→ **Activity**:
Repeat the records below exactly, line for line.

→ **Source data**:
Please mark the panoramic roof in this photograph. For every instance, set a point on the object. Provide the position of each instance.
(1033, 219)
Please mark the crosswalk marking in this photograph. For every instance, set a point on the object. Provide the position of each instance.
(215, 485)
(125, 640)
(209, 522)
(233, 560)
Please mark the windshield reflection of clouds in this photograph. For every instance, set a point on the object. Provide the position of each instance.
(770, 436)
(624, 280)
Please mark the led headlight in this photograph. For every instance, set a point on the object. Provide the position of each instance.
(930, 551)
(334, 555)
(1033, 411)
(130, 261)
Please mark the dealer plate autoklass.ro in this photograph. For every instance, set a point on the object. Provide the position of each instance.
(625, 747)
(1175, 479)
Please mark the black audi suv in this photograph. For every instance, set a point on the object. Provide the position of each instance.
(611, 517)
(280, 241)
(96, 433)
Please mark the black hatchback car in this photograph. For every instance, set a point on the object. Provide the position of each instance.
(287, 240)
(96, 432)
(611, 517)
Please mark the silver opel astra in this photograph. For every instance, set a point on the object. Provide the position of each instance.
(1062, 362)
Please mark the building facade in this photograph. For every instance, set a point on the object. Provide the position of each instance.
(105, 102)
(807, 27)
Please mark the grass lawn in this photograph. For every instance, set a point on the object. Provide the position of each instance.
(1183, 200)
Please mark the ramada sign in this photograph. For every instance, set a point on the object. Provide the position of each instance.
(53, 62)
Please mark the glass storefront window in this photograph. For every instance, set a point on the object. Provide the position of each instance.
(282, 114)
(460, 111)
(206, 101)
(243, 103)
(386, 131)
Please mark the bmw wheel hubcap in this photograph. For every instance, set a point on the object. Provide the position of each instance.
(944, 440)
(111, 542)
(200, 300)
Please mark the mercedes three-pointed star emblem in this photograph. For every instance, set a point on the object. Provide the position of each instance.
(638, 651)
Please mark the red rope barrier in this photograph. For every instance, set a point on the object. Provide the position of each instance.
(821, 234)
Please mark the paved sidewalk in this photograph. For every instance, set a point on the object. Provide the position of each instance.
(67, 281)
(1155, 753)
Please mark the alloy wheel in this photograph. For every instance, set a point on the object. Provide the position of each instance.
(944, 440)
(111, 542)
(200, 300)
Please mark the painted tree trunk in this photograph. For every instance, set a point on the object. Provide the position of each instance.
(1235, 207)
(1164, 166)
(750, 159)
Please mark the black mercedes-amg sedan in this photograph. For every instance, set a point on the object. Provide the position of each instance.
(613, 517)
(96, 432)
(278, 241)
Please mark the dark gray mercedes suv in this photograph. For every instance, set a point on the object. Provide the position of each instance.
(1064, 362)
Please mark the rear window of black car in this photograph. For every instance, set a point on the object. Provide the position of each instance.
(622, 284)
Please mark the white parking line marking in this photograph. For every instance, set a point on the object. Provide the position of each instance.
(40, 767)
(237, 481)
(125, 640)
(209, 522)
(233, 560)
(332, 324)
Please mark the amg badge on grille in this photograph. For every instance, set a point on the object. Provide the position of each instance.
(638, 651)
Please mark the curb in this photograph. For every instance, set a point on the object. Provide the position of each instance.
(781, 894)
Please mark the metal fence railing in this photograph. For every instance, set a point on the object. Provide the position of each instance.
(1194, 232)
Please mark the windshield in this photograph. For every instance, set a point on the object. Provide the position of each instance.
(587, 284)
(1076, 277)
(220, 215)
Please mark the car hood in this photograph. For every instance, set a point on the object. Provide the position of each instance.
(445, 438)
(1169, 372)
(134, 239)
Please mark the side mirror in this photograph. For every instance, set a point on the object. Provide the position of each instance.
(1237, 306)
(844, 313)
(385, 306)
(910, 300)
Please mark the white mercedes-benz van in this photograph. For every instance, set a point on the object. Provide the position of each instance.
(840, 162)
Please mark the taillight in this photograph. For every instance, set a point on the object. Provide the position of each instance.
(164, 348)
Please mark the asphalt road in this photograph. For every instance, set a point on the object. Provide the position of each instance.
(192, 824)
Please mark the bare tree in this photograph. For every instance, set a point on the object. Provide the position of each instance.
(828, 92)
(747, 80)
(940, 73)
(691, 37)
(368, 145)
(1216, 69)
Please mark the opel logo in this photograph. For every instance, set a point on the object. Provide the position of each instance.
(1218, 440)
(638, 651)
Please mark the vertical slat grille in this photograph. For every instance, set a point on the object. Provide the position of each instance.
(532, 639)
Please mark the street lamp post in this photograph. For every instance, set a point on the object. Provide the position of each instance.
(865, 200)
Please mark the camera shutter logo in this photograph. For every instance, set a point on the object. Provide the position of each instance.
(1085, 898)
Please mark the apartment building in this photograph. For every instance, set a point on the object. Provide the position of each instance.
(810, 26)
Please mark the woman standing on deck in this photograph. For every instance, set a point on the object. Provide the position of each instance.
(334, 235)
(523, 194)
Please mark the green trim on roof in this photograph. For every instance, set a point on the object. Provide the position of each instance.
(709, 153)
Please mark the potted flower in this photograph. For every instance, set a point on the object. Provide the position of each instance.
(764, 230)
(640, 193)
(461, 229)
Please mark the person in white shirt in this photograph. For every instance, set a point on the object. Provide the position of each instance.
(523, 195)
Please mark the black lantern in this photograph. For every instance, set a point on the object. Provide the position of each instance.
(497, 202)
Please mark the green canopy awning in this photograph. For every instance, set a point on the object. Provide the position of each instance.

→ **Finished exercise**:
Please mark the panoramic roof in this photograph. For every instance, set a point on the object. Provide the position of each instance.
(1033, 219)
Please mark the crosswalk marking in this photograph. For every instance, set a point on the object. Provide the position of each instance.
(215, 485)
(125, 640)
(209, 522)
(233, 560)
Please mark the windshield reflection of clouds in this photograph. For every instance, set a point on the object. Provide the position of each instance.
(770, 436)
(624, 280)
Please mark the led headlight in this photograph. For every instance, set a point on the object. Provide the position of each instance.
(930, 551)
(334, 555)
(1033, 411)
(130, 261)
Please mark the dealer plate autoklass.ro in this photograph. For every instance, set a point on the object. Provide the position of each instance.
(625, 747)
(1175, 479)
Please mark the black audi suv in this photograph. For every instance, set a point on the object. Provide the position of each instance.
(611, 517)
(280, 241)
(96, 433)
Please mark the black hatchback car in this photograph. For every instance, set a point on the object. Provide the position of each instance.
(287, 240)
(96, 432)
(611, 517)
Please mark the silver opel astra in this photograph. For every instance, set a point on the object. Provide the position of each instance.
(1062, 362)
Please mark the building facade in this photograph. For every instance, set a point on the object. Provide the position of each instance.
(105, 102)
(807, 27)
Please mark the grass lawn in this photograph. For every instance, set a point on the object. Provide the position of each instance.
(1183, 200)
Please mark the ramada sign in this photograph. For every instance, set a point on the object. Provide the position of each instance.
(53, 62)
Please mark the glass storefront window in this photograph. For every instance, set a point on the object. Provide the position of each instance.
(282, 114)
(460, 111)
(206, 101)
(243, 103)
(386, 131)
Please mark the bmw wheel hubcap in this photograph. For every instance, set a point on the object. Provide the position of each instance.
(944, 440)
(111, 542)
(200, 300)
Please mark the mercedes three-pointed star emblem in this photograph. For every instance, set a point on the object. Provide the position of each instance.
(638, 651)
Please mark the red rope barrier in this photograph. For every instance, set a point on the object. Provide the position of each instance.
(821, 234)
Please mark the paved sidewalk in this photograph. For every instance, set a point on the object. Provide the position of each instance.
(67, 281)
(1155, 753)
Please mark the alloy wheel in this photograph. For every instance, set a point on the object. Provide the position of each instance.
(944, 440)
(111, 542)
(200, 300)
Please mark the painted tree trunk in this photograph. For every instance, set a point on the object. Provide the position of each instance.
(1235, 207)
(1164, 166)
(750, 159)
Please mark the black mercedes-amg sedan in this photograph. For every instance, set a point on the object. Provide the position of each instance.
(613, 517)
(96, 432)
(278, 241)
Please mark the dark gray mercedes suv in this photograph. For every instance, set a point on the object. Provide the position of each instance.
(1064, 362)
Please mark the rear window of black car in this photograph. For every instance, set a point on the object. Provide the position of each instance.
(622, 284)
Please mark the white parking line marking in this photograph. For every instance, set a point on the object. Provide the position of each instance.
(40, 767)
(237, 481)
(125, 640)
(209, 522)
(233, 560)
(332, 324)
Please mark the amg badge on grille in this photograph. For every instance, set a point on the object. Provide the position of each instance.
(638, 651)
Please mark the curb in this photograph. For every instance, set a point on the object. Provide the position of each instance.
(781, 894)
Please mark the metal fence railing in this photograph. For every instance, set a point on the object. Provide the position of each instance.
(1194, 232)
Please mark the windshield in this photograph. For every instance, set a point on the object. Provide the position of each instance.
(587, 284)
(1076, 277)
(220, 215)
Please mark the car hood in this photograph. For every instance, set a point on the object. Provide the position of each instance.
(445, 438)
(1169, 372)
(134, 239)
Please mark the side mirror in this photograph. For every instance, set a point on the object. Provide the position of each instance.
(1237, 306)
(844, 313)
(385, 306)
(910, 300)
Please mark the white mercedes-benz van in this photograph. For every instance, set a point on the object. Provide the position of each instance.
(840, 162)
Please mark the taillight in this photograph. For every instance, set a point on the object. Provide the position of each instance.
(164, 348)
Please mark the asphalt road in this photograph. For every instance, set a point on the object. Provide the position of each instance.
(192, 824)
Please mark the bare tree in this photograph. For every instance, set a point on the object. Provide the position of each instance.
(828, 92)
(747, 80)
(940, 73)
(691, 37)
(368, 145)
(1216, 69)
Please mark the opel logo in this photograph. For every instance, set a point on the object. Provide the position of each instance.
(1218, 440)
(638, 651)
Please mark the vertical slat grille in this photograph. For every instance, set a point on the object. Provide the position of each instance.
(532, 639)
Please mark the street lamp post in this photograph. For every instance, set a point on the object. Provide the position of each instance.
(865, 200)
Please mark the camera shutter logo in this photograph. For every instance, set a point on the object. Provide the position of each instance.
(1085, 898)
Please mark the apartment building in this photograph. For every instance, set a point on the object. Provide the position of each instance.
(810, 26)
Please mark the woman standing on deck in this photograph. For every instance, set a point on the object. Provide the position of each instance.
(334, 235)
(523, 194)
Please mark the green trim on roof in this photograph. For every instance, set a point on the object. Provide the position of each instance.
(709, 153)
Please mark the potted flower in this photograph. For every instance, set a point on the object. Provide the position of each instance.
(764, 230)
(640, 193)
(461, 229)
Please mark the person in white shirt in this photograph. For every instance, set a point on the object. Provide the position of each instance.
(523, 195)
Please mark the black lantern in this photograph. For every instance, set a point on the object. Provide the position of each instance.
(497, 202)
Please mark the green canopy awning in this photograph. For every instance, set a point on the object. Provide the position of each instance.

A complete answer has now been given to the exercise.